_EXERCISE OBJECTIVE_. Take the line that contains "Write the outlines" and every line below it to the end of the entries, and give them again exactly, leaving out any pictures.

_PROVIDED ENTRIES_.
============
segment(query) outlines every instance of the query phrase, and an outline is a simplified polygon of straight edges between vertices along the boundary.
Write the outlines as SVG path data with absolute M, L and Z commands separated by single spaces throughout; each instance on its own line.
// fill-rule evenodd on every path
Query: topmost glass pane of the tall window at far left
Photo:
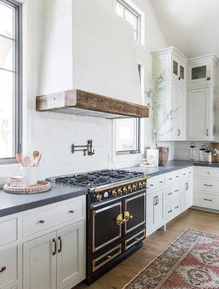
============
_ANSWER TO THIS PROBLEM_.
Write the outlines as SVG path data with absolute M, L and Z commands separated by single spaces throughout; each instance on its own line.
// fill-rule evenodd on every path
Query: topmost glass pane of the tall window at far left
Photo:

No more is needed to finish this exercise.